--- MATERIAL FOR THE TASK ---
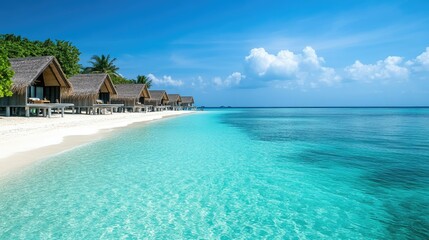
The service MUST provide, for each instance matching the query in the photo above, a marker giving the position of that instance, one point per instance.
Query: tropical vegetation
(66, 54)
(143, 79)
(105, 64)
(6, 74)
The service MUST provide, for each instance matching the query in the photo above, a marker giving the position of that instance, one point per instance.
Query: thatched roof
(28, 69)
(91, 84)
(158, 95)
(132, 91)
(187, 99)
(174, 97)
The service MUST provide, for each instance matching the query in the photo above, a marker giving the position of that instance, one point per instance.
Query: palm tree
(102, 64)
(145, 80)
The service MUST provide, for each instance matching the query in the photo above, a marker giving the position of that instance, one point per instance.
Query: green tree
(6, 74)
(66, 54)
(104, 64)
(145, 80)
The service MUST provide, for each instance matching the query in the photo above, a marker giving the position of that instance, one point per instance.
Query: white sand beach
(25, 140)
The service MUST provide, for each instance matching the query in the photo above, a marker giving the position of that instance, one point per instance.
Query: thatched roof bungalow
(174, 99)
(187, 101)
(157, 98)
(36, 77)
(89, 89)
(131, 95)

--- TASK BRIEF ---
Reproduce each record from above exactly; pictures do not belong in the copy.

--- EXERCISE RESPONSE ---
The service MUST provide, for each instance matching the query in the photo above, a marker giving the position of that instance, one point per instance.
Query: tropical vegetation
(66, 54)
(143, 79)
(105, 64)
(6, 74)
The service MUST provide, for each instance matching the query in the photo above, a marker giving the position of that instance, one point per instance.
Query: thatched roof
(28, 69)
(91, 84)
(158, 95)
(132, 91)
(187, 99)
(174, 97)
The service MUST provide, for each instance matching the query in the photo above, a marker giving the position of that instance, one point per instance.
Query: palm tree
(102, 64)
(145, 80)
The service MUST provide, for each instance matching the query in the photo above, a marker giving the position of that instance, one point per instance.
Query: green tree
(6, 74)
(66, 54)
(104, 64)
(145, 80)
The service MUST provide, for each instance matching the query in the photo above, a marker giving the position of that instance, one point per instance.
Query: white sand beach
(25, 140)
The service MUST provide, for each instance matching the query in the photo above, a marker giving the position of that instance, one point per instance.
Query: thatched roof bungalow
(174, 99)
(187, 101)
(157, 98)
(36, 77)
(89, 89)
(131, 95)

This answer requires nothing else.